#### Exercise input
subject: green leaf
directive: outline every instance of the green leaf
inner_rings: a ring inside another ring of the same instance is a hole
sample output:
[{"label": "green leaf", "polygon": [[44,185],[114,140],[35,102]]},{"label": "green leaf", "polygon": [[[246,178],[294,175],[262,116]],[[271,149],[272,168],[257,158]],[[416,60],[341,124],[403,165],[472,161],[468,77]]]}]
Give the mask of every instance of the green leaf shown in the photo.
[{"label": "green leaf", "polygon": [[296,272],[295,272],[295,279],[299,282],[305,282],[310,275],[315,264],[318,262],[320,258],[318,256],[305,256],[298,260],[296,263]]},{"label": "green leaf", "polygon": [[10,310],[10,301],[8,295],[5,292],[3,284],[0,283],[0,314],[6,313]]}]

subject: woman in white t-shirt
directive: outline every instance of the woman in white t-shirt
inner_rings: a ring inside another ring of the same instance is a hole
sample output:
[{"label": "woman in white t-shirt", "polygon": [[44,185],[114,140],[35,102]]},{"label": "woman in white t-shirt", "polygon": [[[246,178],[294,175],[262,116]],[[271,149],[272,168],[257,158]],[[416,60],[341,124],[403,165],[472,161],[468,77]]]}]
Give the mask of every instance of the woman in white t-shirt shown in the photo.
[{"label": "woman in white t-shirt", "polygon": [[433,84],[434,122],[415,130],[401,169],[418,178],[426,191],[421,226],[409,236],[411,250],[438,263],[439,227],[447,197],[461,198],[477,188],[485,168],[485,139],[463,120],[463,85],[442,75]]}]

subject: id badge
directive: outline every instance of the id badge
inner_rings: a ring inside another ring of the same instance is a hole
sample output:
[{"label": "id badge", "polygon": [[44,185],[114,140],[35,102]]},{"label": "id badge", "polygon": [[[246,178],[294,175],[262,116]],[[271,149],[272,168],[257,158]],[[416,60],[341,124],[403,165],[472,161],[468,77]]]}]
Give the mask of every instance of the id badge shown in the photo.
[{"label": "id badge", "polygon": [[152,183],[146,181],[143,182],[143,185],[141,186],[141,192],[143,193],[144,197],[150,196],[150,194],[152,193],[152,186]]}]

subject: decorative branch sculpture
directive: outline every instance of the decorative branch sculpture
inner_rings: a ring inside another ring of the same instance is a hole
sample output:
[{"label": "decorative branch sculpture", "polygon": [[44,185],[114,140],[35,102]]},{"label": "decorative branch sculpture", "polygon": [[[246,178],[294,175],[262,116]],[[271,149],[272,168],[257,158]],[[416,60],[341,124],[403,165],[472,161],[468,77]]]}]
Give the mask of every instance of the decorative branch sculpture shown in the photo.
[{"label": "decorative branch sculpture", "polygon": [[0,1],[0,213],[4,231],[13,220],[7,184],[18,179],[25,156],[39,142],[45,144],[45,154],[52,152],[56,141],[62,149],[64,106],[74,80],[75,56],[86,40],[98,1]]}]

#### Task details
The line containing "Give the mask of every instance of the decorative" marks the start. Reproduce it and all lines after it through the end of the listing, exactly and alone.

#### Your solution
Give the mask of every instance of the decorative branch sculpture shown in the photo.
[{"label": "decorative branch sculpture", "polygon": [[0,1],[0,213],[4,231],[13,220],[7,184],[18,179],[25,156],[39,142],[45,144],[45,154],[52,152],[56,141],[62,149],[64,106],[74,80],[75,56],[86,40],[98,1]]}]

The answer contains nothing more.